Gas-jet transport of the fission products
TRIGA-Trap uses an aerosol loaded gas-jet system for fission product transport, see Fig. 2. The fission products are collimated in an aerodynamical lens, ionized in a high-temperature surface ion source, accelerated, mass separated by a 90 deg. dipole magnet, cooled and bunched in a gas-filled radio-frequency quadrupole structure, decelerated in a pulsed drift-tube and transported towards the Penning-trap mass spectrometer [2].

High temperature surface ion source
Currently a high temperature surface ion source [2] is available which in connection with a gas jet transport system enables access to certain fission products. For this purpose a 30 kV HV platform has been installed. The cathode is a tantalum ionizer cylinder heated indirectly by electron bombardment from two hot filaments.
The ionizer can be heated rapidly to any temperature up to 2500 °C. The chosen temperature can be kept constant with only minor fluctuations in the range of 4 °C in 24 h. The components of the ion source are long-term stable, thus it can be operated without maintenance for two or more weeks.

(Entries):
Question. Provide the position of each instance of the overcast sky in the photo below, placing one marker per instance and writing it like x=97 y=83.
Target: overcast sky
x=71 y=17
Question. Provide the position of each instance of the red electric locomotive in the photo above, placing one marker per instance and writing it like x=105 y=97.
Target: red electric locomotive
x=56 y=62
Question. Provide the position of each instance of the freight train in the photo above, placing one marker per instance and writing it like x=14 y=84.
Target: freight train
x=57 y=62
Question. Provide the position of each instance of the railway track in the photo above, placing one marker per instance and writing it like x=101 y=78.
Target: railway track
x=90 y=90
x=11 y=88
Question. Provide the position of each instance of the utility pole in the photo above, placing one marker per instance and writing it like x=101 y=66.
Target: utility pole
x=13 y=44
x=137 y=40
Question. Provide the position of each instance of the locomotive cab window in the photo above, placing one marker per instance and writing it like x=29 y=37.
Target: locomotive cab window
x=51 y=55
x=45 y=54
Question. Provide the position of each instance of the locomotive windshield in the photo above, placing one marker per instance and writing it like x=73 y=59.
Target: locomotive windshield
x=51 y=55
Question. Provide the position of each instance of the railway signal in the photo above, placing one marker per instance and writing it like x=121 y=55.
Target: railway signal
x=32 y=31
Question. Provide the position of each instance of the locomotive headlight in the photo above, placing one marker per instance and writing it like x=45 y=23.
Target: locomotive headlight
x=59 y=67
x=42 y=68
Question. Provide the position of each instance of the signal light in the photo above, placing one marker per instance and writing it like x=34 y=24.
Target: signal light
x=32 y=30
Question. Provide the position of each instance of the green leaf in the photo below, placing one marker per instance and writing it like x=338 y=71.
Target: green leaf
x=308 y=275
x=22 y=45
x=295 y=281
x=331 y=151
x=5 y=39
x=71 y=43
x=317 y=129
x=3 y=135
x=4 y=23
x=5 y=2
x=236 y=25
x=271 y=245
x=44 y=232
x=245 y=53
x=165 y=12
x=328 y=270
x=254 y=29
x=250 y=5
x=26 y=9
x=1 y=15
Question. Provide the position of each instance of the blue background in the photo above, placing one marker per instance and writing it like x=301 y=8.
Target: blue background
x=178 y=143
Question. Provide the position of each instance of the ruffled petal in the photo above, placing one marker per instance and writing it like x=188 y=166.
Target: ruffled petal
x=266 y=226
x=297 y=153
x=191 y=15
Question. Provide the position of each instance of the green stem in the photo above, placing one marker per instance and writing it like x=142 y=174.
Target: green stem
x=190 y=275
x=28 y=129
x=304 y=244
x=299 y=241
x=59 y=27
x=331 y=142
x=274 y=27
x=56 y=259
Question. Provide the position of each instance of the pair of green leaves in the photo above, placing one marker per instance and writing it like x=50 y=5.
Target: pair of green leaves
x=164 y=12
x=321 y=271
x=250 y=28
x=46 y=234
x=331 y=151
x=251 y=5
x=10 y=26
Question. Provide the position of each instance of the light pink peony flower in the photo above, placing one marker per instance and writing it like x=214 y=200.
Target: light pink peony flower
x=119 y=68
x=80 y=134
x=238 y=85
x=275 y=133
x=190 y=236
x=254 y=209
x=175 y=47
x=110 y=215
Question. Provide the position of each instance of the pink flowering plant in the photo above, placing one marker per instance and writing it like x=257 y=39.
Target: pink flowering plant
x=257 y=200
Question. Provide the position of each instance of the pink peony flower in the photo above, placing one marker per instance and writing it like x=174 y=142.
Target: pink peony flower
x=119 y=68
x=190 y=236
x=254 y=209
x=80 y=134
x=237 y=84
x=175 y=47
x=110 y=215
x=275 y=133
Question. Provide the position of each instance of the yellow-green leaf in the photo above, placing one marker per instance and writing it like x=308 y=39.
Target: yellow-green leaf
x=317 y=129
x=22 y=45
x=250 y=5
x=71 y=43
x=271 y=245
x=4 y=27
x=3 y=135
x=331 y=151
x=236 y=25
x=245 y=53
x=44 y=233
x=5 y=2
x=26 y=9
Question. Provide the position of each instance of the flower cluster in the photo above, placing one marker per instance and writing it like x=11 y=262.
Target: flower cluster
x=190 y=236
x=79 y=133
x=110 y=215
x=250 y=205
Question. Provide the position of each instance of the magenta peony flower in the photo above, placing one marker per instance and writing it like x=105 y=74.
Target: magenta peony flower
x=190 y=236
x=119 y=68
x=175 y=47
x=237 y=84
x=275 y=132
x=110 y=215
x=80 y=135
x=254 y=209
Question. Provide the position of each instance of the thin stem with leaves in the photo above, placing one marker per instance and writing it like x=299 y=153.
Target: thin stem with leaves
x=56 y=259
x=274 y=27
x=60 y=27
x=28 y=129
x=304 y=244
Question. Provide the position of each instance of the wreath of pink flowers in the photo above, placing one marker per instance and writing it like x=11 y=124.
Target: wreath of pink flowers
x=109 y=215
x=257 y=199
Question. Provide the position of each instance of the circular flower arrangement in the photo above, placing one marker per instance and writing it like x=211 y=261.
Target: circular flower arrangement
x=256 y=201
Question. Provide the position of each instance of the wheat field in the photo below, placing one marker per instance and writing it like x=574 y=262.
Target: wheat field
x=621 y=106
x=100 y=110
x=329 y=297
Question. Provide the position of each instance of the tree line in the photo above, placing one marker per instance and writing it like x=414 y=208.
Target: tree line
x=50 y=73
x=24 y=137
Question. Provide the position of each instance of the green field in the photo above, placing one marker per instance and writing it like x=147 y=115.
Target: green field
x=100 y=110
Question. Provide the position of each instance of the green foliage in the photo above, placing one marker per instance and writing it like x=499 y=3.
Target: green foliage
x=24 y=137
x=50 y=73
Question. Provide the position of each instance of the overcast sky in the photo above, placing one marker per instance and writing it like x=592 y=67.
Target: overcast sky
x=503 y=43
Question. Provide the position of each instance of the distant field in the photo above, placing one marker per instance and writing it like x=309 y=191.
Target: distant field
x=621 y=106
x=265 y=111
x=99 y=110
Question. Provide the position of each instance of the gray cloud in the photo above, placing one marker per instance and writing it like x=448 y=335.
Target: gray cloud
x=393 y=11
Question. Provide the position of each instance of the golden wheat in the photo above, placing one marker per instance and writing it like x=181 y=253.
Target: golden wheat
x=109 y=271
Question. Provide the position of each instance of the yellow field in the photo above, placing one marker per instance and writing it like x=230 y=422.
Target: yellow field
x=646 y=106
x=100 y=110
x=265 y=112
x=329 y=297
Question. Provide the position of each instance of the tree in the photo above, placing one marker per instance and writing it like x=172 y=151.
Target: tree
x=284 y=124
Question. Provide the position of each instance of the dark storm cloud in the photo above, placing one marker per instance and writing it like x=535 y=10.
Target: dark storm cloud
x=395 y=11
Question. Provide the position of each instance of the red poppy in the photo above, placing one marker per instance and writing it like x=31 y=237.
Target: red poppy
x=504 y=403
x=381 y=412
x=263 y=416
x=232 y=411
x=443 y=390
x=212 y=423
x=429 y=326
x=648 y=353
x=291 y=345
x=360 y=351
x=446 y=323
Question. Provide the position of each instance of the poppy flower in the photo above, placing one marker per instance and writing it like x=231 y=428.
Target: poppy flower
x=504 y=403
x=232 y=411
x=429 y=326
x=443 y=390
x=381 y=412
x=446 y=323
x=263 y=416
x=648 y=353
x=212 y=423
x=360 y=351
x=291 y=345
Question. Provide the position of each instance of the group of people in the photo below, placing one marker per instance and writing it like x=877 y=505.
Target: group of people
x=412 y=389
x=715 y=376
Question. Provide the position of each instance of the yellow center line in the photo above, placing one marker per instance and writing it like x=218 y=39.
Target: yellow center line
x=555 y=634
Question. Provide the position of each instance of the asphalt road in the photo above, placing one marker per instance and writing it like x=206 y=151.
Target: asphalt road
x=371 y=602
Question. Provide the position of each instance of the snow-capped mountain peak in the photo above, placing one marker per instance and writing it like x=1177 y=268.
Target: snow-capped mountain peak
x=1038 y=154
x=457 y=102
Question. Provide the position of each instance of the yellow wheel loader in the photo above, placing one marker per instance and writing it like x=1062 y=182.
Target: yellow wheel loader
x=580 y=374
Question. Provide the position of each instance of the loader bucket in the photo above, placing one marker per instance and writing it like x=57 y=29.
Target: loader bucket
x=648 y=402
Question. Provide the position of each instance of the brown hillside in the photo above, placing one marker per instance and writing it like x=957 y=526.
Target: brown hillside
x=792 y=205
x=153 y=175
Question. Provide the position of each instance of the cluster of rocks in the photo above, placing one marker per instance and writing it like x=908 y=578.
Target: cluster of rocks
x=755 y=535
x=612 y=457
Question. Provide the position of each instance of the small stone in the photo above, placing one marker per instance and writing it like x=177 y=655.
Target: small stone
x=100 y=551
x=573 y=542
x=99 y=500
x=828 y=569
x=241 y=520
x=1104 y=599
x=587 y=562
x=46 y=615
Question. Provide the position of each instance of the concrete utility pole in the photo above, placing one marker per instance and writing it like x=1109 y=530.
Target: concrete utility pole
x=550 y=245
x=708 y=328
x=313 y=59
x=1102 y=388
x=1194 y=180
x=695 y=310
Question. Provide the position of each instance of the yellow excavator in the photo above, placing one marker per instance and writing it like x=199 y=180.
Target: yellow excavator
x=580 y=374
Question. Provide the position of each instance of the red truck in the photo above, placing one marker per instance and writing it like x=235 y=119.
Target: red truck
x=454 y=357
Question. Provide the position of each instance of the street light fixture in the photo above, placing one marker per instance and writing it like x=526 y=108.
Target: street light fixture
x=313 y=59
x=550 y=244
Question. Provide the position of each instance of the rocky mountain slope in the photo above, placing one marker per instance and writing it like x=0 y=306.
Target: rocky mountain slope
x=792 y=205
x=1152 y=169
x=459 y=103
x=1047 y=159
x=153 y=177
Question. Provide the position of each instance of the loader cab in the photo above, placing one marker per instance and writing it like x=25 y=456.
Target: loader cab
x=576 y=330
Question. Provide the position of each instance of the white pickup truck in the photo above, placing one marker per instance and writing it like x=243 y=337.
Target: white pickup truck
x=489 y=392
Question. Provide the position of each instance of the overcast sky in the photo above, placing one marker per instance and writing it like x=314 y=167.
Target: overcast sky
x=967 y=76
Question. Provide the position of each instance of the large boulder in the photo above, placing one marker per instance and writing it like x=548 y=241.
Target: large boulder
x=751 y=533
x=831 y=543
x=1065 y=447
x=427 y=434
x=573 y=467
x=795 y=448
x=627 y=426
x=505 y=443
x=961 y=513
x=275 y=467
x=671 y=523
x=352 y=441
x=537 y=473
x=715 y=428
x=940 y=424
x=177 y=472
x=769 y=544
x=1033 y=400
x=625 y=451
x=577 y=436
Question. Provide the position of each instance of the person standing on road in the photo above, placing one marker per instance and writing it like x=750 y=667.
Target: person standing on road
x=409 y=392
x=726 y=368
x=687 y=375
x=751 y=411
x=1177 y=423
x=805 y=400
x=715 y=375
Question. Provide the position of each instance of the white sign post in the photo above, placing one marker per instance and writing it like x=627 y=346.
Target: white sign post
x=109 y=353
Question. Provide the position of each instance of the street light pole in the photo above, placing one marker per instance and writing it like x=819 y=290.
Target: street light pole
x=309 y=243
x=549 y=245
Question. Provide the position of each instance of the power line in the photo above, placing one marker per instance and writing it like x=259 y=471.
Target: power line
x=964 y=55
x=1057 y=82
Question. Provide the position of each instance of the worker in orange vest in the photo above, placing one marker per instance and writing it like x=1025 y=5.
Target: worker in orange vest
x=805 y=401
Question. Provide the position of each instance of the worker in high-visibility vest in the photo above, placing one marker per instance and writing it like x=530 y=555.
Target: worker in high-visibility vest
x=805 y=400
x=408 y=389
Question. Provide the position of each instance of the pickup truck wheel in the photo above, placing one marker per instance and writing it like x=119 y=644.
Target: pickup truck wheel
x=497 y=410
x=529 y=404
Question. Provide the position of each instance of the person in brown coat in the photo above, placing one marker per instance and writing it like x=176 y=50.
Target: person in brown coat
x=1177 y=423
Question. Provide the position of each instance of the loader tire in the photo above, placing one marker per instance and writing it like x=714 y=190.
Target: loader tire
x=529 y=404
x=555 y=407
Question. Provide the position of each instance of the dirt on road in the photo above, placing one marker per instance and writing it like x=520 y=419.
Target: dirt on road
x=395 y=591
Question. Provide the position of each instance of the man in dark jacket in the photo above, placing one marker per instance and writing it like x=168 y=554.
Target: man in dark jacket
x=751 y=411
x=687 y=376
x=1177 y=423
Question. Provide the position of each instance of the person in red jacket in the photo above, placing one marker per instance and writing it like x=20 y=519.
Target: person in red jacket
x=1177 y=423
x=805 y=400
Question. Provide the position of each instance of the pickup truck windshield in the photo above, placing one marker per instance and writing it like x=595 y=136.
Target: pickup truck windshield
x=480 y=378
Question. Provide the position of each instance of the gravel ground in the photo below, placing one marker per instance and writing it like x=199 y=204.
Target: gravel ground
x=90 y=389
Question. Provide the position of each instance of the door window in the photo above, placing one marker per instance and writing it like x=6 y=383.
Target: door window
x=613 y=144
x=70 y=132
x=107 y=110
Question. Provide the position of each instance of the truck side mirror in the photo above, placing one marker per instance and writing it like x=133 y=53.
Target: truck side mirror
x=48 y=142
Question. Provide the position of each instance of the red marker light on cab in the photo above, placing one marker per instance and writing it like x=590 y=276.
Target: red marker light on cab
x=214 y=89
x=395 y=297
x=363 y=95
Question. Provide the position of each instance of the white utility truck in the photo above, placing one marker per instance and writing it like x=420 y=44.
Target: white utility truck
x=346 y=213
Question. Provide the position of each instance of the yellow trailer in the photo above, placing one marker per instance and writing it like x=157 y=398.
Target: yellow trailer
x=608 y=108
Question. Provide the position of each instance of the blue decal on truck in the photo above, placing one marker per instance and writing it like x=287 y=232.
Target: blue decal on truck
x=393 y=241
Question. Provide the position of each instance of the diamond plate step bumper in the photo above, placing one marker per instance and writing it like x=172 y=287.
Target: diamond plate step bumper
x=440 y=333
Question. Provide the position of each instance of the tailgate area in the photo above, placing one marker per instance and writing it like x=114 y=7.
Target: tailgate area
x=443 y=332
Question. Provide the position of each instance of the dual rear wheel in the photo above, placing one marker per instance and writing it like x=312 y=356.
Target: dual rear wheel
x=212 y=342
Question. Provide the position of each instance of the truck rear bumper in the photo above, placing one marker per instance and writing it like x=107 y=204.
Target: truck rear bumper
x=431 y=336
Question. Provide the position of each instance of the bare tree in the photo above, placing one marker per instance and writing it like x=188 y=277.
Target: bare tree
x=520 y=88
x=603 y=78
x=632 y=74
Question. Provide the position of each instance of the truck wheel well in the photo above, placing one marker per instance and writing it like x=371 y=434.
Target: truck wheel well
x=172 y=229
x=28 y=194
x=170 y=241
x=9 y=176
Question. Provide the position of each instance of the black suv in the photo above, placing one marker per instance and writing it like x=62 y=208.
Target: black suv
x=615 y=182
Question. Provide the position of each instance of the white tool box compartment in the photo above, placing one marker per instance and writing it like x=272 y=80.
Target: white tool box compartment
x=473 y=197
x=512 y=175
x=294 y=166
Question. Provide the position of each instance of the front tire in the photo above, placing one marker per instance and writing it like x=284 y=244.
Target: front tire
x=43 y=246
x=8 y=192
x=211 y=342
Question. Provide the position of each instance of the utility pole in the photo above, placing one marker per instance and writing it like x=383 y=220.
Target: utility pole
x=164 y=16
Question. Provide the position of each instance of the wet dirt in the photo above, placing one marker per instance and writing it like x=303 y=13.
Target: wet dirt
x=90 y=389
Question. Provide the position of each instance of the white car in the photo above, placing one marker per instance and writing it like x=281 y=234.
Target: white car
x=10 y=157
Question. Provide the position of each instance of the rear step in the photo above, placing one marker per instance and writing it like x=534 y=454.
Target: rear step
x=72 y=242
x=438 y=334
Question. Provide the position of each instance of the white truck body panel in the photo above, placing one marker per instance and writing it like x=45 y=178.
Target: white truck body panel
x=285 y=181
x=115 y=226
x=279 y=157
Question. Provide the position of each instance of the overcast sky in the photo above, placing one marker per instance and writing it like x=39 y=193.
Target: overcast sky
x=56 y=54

(Written request 1):
Reproduce, word for word, the part of the TRIGA-Trap text that opens with the words "The ionizer can" and closes with "or more weeks.".
(Written request 2):
According to the TRIGA-Trap text, how long can the ion source be operated without maintenance?
Base your work on the TRIGA-Trap text alone, not on the listing.

(Task answer 1):
The ionizer can be heated rapidly to any temperature up to 2500 °C. The chosen temperature can be kept constant with only minor fluctuations in the range of 4 °C in 24 h. The components of the ion source are long-term stable, thus it can be operated without maintenance for two or more weeks.

(Task answer 2):
Two or more weeks.